==== Given data

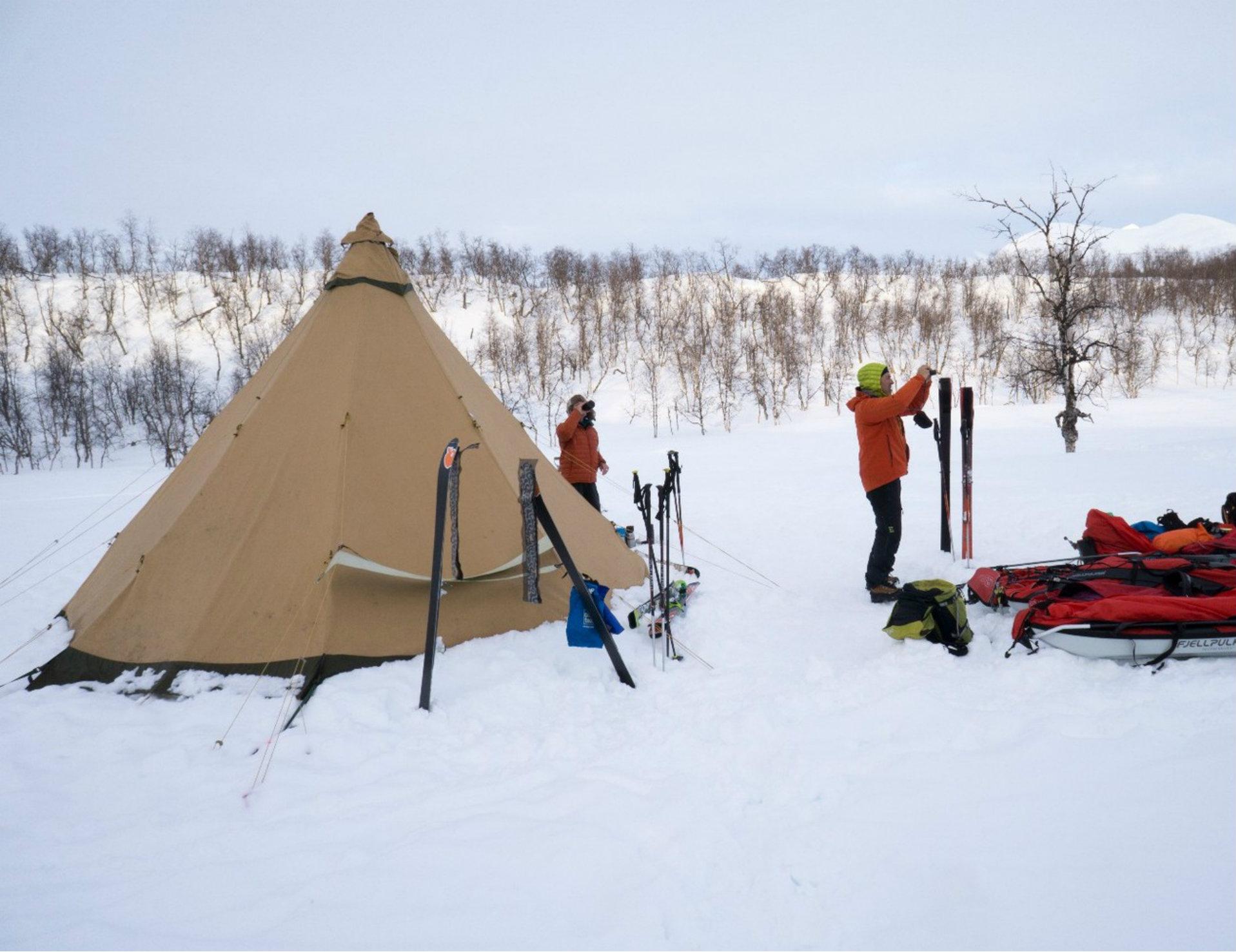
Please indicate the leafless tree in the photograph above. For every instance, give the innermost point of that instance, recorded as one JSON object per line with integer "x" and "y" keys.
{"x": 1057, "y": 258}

========
==== Given data

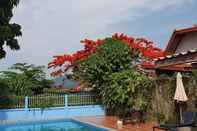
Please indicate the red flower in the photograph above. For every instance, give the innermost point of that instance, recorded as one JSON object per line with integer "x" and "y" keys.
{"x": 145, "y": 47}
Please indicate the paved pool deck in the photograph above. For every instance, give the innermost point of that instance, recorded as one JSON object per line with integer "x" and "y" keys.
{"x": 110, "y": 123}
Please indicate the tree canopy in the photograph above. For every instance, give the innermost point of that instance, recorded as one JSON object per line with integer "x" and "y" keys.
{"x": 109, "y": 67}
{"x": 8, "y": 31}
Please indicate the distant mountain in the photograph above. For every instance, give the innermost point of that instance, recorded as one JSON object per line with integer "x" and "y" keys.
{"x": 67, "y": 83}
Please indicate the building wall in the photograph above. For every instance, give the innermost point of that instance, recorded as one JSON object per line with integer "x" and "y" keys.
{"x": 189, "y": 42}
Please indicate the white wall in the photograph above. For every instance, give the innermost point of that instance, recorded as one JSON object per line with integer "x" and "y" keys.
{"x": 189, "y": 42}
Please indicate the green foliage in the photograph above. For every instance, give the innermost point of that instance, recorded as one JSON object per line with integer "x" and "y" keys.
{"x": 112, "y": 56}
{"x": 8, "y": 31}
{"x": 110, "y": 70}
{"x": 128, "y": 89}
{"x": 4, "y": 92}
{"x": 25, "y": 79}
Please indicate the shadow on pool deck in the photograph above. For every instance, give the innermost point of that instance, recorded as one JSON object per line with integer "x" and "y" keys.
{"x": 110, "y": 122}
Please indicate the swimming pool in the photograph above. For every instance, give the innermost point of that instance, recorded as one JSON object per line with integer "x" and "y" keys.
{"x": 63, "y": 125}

========
==== Given data

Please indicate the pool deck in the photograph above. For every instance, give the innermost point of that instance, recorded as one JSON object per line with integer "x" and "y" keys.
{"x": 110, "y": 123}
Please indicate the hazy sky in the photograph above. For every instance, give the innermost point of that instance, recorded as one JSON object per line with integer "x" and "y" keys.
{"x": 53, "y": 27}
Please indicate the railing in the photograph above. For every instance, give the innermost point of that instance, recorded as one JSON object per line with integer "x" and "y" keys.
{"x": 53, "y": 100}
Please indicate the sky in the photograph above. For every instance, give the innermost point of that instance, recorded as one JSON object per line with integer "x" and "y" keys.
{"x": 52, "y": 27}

========

## Task objective
Report how many lines of the material above contain the string "tree", with case counting. Give only the number.

## Solution for this exercise
2